■ GIVEN INSTRUCTION
Please lay out every line of the entries below as a JSON list of strings, one string per line, leaving out blank lines.

====== EXTRACTED MATERIAL

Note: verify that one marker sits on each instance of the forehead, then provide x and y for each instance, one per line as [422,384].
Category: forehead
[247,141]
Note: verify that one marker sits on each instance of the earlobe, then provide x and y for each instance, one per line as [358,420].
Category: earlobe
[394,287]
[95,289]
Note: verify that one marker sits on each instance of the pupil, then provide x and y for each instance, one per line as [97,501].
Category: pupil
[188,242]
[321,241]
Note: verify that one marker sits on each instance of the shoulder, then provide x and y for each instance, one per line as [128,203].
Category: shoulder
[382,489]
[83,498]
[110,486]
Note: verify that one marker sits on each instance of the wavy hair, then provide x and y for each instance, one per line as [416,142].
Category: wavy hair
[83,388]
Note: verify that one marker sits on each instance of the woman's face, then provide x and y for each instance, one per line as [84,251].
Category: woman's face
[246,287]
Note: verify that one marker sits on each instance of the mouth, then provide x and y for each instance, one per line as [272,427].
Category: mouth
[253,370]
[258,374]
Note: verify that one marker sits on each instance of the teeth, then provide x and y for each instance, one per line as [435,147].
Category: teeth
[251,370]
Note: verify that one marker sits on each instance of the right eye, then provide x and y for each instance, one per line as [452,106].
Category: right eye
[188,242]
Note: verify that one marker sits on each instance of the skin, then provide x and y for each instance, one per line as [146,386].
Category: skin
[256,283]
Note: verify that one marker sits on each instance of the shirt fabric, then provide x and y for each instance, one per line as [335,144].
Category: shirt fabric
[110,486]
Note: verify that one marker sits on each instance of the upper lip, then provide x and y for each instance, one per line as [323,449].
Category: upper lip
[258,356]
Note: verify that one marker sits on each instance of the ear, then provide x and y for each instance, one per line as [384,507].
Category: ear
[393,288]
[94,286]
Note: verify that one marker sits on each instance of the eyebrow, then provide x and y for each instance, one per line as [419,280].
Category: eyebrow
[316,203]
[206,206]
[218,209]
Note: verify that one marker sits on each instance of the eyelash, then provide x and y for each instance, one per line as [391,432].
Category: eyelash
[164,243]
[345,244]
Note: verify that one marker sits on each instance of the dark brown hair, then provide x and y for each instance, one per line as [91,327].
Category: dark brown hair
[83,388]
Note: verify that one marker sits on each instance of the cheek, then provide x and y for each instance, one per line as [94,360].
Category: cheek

============

■ EXERCISE RESULT
[
  "Note: verify that one marker sits on each instance of the forehead, then provide x and y for each instance, one per line as [422,384].",
  "Category: forehead",
  "[247,141]",
  "Note: verify that one marker sits on each instance of the earlobe, then provide x and y for each instance, one per line as [358,420].",
  "Category: earlobe",
  "[394,287]",
  "[95,289]",
  "Note: verify that one marker sits on each instance of the pupil, then provide x and y for each instance, one per line as [97,501].",
  "Category: pupil",
  "[188,242]",
  "[321,241]",
  "Note: verify that one marker sits on each instance of the shoulder, then provide x and y for each instance, one per line as [128,203].",
  "Category: shoulder",
  "[382,489]",
  "[83,498]",
  "[110,486]",
  "Note: verify that one marker sits on each instance of the wavy hair, then provide x and y for each instance, one per line as [416,142].",
  "Category: wavy hair",
  "[83,388]",
  "Note: verify that one marker sits on each instance of the woman's face, then provide x and y for each instance, one per line as [84,251].",
  "Category: woman's face",
  "[246,287]",
  "Note: verify that one marker sits on each instance of the mouth, then provide x and y for each instance, one per line as [272,427].",
  "Category: mouth",
  "[253,370]",
  "[258,374]",
  "Note: verify that one marker sits on each instance of the teeth, then provide x and y for each instance, one per line as [435,147].",
  "Category: teeth",
  "[251,370]",
  "Note: verify that one marker sits on each instance of the right eye, then provide x and y for each instance, one per line as [452,106].",
  "Category: right eye",
  "[188,242]",
  "Note: verify that one marker sits on each instance of the skin, then provide x and y for each instance, one per line as [146,386].",
  "Category: skin",
  "[256,283]",
  "Note: verify that one marker sits on each instance of the shirt fabric, then provide x and y for each instance, one per line as [335,144].",
  "Category: shirt fabric",
  "[110,486]",
  "Note: verify that one marker sits on each instance of the upper lip, then provide x and y for each instance, one per line as [323,449].",
  "Category: upper lip",
  "[258,356]",
  "Note: verify that one marker sits on each instance of the ear, then provide x and y for each instance, one per line as [384,507].",
  "Category: ear",
  "[393,288]",
  "[94,286]",
  "Note: verify that one marker sits on each instance of the eyebrow, then provide x and y for each instance, one per line as [419,280].",
  "Category: eyebrow",
  "[316,203]",
  "[206,206]",
  "[218,209]",
  "Note: verify that one marker sits on each instance of the eyelash, then provide x and y for each instance, one per line as [391,432].",
  "Category: eyelash",
  "[164,243]",
  "[345,244]",
  "Note: verify that one marker sits on each instance of the dark brown hair, then provide x and y for each instance, one per line as [91,327].",
  "Category: dark brown hair",
  "[83,388]",
  "Note: verify that one marker sits on each instance of the cheek, then provide x and y for each instance, one per line as [94,360].",
  "Category: cheek"
]